━━━━━ Given information ━━━━━
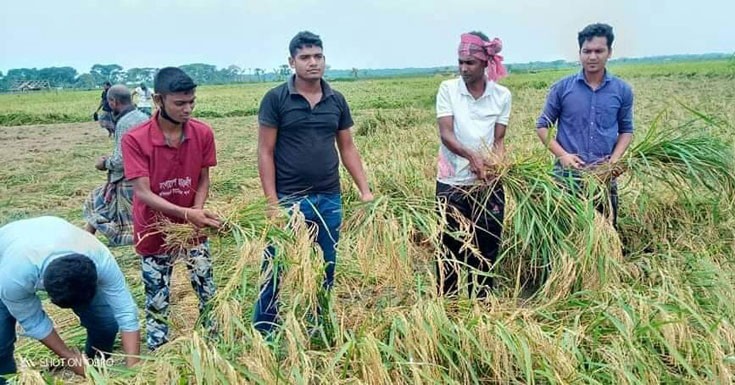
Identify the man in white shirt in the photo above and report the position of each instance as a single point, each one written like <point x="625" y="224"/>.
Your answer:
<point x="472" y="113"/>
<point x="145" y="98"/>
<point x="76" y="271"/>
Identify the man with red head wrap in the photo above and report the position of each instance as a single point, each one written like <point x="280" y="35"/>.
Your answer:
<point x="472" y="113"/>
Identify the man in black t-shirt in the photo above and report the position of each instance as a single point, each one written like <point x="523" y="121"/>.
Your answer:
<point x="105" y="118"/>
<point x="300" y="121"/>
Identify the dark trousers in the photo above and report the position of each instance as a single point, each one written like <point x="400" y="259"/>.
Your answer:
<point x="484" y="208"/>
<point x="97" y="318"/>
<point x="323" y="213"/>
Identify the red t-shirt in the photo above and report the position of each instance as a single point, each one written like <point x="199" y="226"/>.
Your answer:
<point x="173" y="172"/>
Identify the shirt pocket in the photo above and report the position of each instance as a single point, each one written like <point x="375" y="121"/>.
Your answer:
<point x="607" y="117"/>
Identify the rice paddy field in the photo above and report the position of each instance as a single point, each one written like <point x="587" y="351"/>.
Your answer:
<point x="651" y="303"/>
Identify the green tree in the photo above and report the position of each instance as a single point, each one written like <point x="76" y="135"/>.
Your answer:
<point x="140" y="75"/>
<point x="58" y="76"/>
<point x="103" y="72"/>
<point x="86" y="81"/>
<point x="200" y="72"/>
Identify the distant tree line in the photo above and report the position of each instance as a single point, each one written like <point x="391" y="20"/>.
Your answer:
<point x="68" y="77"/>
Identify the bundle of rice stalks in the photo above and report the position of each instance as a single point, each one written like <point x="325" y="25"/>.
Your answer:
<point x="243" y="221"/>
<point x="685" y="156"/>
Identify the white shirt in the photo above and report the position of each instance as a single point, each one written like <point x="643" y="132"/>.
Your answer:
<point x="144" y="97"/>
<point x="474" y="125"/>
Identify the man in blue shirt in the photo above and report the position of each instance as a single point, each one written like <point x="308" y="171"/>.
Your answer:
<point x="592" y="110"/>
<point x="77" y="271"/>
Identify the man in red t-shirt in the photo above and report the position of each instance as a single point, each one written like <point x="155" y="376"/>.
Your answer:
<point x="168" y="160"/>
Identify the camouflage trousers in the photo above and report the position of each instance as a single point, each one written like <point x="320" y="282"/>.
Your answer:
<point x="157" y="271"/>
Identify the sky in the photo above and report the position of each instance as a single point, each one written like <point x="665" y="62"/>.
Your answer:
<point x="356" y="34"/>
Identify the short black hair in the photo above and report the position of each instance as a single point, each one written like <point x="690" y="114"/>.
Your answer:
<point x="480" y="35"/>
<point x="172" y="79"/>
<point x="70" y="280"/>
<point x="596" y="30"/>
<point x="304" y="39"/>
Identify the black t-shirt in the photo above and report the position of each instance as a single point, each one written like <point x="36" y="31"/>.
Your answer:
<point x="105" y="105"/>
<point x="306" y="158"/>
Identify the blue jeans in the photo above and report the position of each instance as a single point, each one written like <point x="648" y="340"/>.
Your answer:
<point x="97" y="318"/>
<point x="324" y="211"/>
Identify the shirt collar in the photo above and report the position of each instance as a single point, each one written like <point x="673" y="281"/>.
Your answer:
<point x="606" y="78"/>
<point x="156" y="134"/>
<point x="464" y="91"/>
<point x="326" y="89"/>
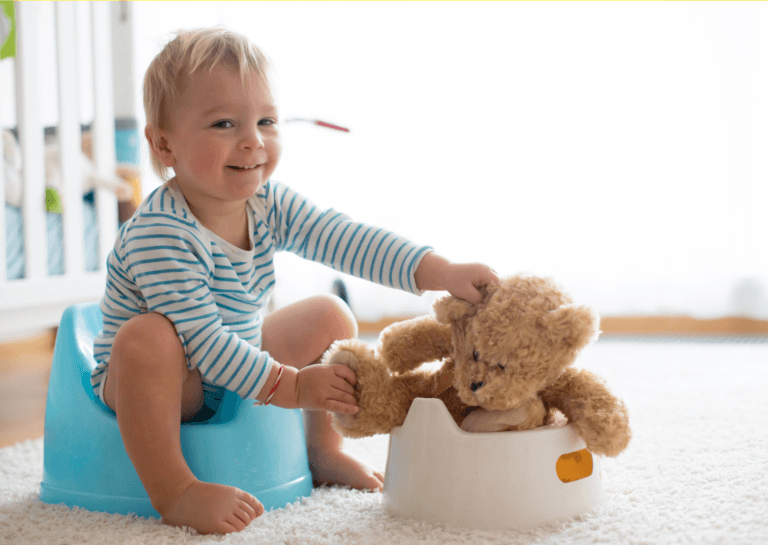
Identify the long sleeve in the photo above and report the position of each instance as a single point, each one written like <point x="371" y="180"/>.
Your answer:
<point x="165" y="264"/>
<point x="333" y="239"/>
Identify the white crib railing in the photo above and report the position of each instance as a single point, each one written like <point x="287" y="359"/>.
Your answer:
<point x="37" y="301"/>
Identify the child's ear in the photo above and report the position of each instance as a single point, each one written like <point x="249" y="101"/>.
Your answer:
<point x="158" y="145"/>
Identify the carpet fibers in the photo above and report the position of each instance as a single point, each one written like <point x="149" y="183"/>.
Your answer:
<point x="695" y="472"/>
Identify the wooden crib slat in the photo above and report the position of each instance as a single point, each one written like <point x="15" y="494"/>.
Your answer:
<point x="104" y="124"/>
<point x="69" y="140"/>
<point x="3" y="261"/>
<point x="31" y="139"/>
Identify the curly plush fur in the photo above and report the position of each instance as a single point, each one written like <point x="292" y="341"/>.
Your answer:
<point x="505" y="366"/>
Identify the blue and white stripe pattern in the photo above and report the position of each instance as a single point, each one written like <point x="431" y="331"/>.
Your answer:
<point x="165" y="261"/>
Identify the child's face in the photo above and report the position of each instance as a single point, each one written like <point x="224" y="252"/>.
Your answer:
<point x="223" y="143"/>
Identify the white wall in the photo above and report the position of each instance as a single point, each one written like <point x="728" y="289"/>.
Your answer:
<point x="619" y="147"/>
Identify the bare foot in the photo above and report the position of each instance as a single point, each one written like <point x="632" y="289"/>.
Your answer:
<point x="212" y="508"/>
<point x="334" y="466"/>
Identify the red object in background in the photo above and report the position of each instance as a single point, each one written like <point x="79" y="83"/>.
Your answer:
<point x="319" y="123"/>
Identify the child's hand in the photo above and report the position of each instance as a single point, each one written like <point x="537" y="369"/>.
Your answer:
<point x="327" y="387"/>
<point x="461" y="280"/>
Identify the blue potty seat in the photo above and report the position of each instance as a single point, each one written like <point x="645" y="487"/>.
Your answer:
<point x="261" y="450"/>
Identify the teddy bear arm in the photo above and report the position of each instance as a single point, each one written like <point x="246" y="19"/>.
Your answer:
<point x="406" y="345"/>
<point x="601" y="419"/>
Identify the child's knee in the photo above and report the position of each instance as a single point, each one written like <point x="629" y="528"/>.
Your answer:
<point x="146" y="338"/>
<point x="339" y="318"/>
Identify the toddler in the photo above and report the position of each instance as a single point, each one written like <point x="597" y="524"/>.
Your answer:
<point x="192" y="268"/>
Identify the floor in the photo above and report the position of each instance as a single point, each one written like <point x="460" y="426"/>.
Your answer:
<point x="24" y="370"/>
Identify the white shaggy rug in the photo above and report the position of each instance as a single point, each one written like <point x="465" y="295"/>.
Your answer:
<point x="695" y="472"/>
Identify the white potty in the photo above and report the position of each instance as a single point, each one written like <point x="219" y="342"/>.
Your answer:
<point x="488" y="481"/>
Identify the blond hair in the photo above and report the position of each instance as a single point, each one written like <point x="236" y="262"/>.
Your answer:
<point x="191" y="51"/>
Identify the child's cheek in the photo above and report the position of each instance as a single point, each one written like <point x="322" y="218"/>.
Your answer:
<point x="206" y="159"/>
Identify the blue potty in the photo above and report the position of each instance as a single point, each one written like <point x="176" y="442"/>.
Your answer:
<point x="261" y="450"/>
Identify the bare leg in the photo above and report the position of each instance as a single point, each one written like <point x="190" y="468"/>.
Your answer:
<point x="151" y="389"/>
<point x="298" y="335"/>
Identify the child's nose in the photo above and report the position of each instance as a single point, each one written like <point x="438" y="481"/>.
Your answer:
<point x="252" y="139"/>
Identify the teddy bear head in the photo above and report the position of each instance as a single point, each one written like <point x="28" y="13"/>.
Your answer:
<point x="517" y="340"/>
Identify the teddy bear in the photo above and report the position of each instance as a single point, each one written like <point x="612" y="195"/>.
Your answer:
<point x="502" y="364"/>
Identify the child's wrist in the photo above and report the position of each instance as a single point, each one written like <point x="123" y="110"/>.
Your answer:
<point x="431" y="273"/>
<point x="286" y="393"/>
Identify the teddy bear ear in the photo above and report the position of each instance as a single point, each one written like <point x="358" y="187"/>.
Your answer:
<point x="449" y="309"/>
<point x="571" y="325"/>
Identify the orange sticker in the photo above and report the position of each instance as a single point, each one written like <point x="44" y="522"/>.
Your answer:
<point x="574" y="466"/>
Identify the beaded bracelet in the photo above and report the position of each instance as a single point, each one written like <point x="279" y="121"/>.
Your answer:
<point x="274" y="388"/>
━━━━━
• **Exercise**:
Extract exactly the lines between the line containing "Identify the bare leg" and the end of the data, including both.

• **Task solution**:
Identify the bare leg in the photo above and report the position of each instance as a single point, each one written like <point x="190" y="468"/>.
Your answer:
<point x="151" y="389"/>
<point x="298" y="335"/>
Identify the child's nose in the photo above and report the position of each instance as a single point, each one written like <point x="438" y="481"/>.
Your answer:
<point x="252" y="139"/>
Identify the teddy bear head in the photo above and report the position of each instance as a single point, each one written like <point x="28" y="13"/>.
Your answer:
<point x="517" y="340"/>
Identify the teddy bear in the photo above and report the position of each instance as a single point, each one written like <point x="612" y="195"/>.
Your answer:
<point x="502" y="364"/>
Identify the child's wrist in the photo above and report the position of each instance as a single point, each one written like <point x="123" y="110"/>.
Your answer:
<point x="431" y="273"/>
<point x="286" y="393"/>
Identify the teddy bear ear in the photo above and report the position of each instance as a single point, each one written like <point x="358" y="187"/>.
Your answer:
<point x="449" y="309"/>
<point x="571" y="325"/>
Identify the orange sticker in the photo above and report the position of each instance as a single point, each one written like <point x="44" y="522"/>.
Your answer:
<point x="574" y="466"/>
Identify the beaded bracelet in the photo above and report the position of each instance as a single point, each one written like <point x="279" y="121"/>.
Your answer:
<point x="274" y="388"/>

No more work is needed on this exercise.